— Exercise instructions —
Find the word "distant" in the records below. List each line containing it.

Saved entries
□ □ □

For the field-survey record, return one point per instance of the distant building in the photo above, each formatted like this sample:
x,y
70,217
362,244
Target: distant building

□ □ □

— Task output —
For the field-survey record, return one point per instance of the distant building in the photo above, each formatted like this sample:
Target: distant building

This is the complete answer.